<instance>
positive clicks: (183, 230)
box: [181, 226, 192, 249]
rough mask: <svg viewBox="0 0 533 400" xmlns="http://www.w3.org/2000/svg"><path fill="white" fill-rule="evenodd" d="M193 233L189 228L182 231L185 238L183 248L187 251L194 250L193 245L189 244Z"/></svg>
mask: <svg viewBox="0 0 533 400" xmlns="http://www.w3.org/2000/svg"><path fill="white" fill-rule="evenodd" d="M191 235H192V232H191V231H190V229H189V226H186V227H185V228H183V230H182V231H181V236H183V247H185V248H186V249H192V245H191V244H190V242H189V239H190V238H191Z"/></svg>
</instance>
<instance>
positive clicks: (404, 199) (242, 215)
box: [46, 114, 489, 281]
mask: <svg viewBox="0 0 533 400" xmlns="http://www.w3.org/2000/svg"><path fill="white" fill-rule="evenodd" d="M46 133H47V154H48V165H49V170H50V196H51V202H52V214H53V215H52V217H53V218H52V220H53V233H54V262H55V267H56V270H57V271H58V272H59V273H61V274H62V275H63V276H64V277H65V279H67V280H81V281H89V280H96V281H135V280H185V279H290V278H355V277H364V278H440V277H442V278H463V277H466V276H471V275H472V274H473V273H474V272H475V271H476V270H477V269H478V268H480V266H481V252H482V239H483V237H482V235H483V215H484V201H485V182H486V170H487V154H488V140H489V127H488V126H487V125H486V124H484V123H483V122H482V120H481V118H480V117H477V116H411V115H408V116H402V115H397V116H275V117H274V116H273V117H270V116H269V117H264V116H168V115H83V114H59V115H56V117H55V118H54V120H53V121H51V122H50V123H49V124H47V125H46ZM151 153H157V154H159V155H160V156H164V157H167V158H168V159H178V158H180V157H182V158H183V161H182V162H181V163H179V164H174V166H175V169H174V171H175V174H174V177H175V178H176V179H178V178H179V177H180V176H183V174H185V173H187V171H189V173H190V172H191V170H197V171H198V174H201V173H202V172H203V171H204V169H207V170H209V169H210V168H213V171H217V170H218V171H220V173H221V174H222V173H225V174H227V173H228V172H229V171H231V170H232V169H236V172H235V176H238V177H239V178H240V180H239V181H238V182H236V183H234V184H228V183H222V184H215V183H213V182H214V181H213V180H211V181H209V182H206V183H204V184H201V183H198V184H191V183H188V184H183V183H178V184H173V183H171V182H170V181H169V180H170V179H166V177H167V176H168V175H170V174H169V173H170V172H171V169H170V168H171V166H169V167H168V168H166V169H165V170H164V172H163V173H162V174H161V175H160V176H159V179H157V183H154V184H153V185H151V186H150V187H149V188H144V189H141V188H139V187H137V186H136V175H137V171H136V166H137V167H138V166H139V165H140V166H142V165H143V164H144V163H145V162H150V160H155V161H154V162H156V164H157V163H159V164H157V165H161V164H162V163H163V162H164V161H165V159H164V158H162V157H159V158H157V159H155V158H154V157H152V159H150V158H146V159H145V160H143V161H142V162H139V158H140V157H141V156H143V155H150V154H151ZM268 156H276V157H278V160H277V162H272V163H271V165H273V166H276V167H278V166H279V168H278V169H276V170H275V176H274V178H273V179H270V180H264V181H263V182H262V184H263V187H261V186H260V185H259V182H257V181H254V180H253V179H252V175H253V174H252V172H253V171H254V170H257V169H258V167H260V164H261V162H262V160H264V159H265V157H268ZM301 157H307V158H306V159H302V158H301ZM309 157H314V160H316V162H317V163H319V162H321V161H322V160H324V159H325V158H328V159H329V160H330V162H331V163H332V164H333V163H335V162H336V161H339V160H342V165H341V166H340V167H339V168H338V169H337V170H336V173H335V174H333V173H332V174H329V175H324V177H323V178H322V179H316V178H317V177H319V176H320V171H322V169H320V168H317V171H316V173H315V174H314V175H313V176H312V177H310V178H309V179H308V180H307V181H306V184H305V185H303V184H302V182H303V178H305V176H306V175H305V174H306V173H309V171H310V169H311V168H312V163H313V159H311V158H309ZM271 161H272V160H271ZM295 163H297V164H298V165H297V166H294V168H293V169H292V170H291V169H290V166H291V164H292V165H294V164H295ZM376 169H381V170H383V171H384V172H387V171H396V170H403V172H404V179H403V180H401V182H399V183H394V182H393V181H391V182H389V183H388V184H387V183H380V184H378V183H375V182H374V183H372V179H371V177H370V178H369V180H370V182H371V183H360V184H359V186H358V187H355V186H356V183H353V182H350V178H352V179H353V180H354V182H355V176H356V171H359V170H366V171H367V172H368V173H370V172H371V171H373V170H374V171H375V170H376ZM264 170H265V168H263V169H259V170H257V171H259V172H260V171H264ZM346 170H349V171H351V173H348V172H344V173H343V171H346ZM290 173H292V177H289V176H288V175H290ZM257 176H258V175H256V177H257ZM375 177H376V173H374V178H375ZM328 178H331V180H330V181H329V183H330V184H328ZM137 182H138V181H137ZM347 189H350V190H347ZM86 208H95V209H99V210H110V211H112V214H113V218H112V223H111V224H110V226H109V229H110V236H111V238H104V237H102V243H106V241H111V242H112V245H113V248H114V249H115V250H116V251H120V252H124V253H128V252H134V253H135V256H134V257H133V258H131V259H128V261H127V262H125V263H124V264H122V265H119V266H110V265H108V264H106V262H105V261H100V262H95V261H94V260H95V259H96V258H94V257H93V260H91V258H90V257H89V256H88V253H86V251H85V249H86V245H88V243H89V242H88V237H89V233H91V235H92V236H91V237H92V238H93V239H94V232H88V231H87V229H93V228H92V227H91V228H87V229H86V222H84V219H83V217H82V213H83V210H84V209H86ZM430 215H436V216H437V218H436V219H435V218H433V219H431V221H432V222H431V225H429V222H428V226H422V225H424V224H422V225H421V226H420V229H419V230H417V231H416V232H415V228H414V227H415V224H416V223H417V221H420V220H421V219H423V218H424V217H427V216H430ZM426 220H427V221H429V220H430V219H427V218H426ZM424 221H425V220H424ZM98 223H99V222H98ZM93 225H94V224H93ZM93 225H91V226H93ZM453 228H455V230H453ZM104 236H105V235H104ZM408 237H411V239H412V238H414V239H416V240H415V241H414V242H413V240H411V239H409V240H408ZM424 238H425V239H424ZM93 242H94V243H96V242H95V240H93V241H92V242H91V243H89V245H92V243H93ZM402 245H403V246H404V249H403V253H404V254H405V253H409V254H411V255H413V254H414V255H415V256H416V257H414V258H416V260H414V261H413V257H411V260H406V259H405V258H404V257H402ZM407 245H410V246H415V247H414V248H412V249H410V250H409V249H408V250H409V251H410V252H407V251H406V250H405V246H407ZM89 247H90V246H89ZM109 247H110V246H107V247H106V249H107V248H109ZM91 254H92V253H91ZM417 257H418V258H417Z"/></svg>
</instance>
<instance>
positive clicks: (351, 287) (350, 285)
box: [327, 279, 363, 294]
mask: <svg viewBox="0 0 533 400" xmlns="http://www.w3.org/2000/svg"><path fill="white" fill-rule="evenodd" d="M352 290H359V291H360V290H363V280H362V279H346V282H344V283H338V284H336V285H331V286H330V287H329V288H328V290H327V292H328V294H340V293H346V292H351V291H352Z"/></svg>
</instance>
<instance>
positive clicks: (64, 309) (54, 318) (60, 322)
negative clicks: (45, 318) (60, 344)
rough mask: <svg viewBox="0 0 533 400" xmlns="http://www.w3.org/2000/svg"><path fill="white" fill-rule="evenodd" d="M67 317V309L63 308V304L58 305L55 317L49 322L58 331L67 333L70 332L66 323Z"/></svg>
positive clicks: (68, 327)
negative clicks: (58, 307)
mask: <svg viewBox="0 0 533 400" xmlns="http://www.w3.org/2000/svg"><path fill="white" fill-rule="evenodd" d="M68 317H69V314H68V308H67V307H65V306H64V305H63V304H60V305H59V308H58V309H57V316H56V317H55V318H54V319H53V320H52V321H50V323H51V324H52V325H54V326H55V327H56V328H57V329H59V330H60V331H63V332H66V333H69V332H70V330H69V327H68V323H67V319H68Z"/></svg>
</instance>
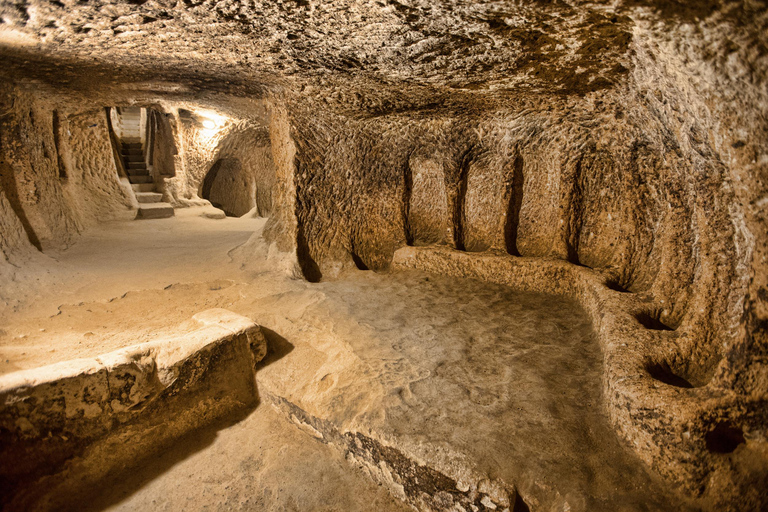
....................
*Assigned task*. Which lines run from the one that holds "positive clicks: (351, 287) (350, 285)" to the final line of the records above? Return them exactly, and skip the pictures.

*Solution for this problem*.
positive clicks: (351, 287) (350, 285)
box: [327, 279, 363, 294]
mask: <svg viewBox="0 0 533 400" xmlns="http://www.w3.org/2000/svg"><path fill="white" fill-rule="evenodd" d="M352 290H359V291H360V290H363V280H362V279H346V282H344V283H338V284H336V285H331V286H330V287H329V288H328V290H327V292H328V294H340V293H346V292H351V291H352Z"/></svg>
</instance>
<instance>
positive clicks: (64, 309) (54, 318) (60, 322)
negative clicks: (45, 318) (60, 344)
rough mask: <svg viewBox="0 0 533 400" xmlns="http://www.w3.org/2000/svg"><path fill="white" fill-rule="evenodd" d="M67 317V309L63 308V304L58 305L55 317L49 322L58 331L67 333L70 332L66 323Z"/></svg>
positive clicks: (68, 327)
negative clicks: (58, 307)
mask: <svg viewBox="0 0 533 400" xmlns="http://www.w3.org/2000/svg"><path fill="white" fill-rule="evenodd" d="M68 317H69V314H68V308H67V307H65V306H64V305H63V304H60V305H59V308H58V309H57V316H56V317H55V318H54V319H53V320H52V321H50V323H51V324H52V325H54V326H55V327H56V328H57V329H59V330H60V331H63V332H66V333H69V332H70V330H69V327H68V323H67V319H68Z"/></svg>
</instance>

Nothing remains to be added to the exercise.